Stated problem - Render every line of the records below as a Markdown table with the columns Row and Text. Put the row number under Row and the line under Text, and leave out any blank lines.

[start Input material]

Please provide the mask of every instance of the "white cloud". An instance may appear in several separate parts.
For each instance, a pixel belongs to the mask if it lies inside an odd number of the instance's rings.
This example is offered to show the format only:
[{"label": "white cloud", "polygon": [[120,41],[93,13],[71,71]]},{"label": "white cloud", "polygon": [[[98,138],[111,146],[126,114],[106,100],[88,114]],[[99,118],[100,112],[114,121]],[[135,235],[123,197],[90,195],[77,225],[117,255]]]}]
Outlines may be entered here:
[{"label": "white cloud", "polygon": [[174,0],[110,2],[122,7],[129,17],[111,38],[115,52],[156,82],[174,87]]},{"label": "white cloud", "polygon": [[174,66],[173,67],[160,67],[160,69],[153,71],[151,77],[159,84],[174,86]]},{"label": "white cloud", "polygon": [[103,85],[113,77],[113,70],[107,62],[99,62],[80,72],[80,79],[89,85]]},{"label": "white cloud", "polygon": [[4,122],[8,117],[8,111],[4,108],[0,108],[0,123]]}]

[end Input material]

Result below -
| Row | Text |
|---|---|
| 1 | Please provide the mask of every instance of the "white cloud". An instance may appear in several separate parts. |
| 2 | For each instance, a pixel belongs to the mask if it lies inside an odd number of the instance's rings. |
| 3 | This example is offered to show the format only: |
| 4 | [{"label": "white cloud", "polygon": [[120,41],[93,13],[71,71]]},{"label": "white cloud", "polygon": [[[98,138],[111,146],[126,114],[106,100],[88,114]],[[99,118],[100,112],[114,121]],[[135,235],[123,197],[90,195],[77,225],[117,255]]]}] |
| 5 | Outlines may be entered here: |
| 6 | [{"label": "white cloud", "polygon": [[174,0],[110,2],[122,7],[129,17],[111,38],[115,52],[156,82],[174,87]]},{"label": "white cloud", "polygon": [[174,66],[173,67],[160,67],[160,69],[153,71],[151,77],[159,84],[174,86]]},{"label": "white cloud", "polygon": [[103,85],[113,77],[113,70],[107,62],[99,62],[80,72],[80,79],[89,85]]},{"label": "white cloud", "polygon": [[4,122],[8,117],[8,111],[4,108],[0,108],[0,123]]}] |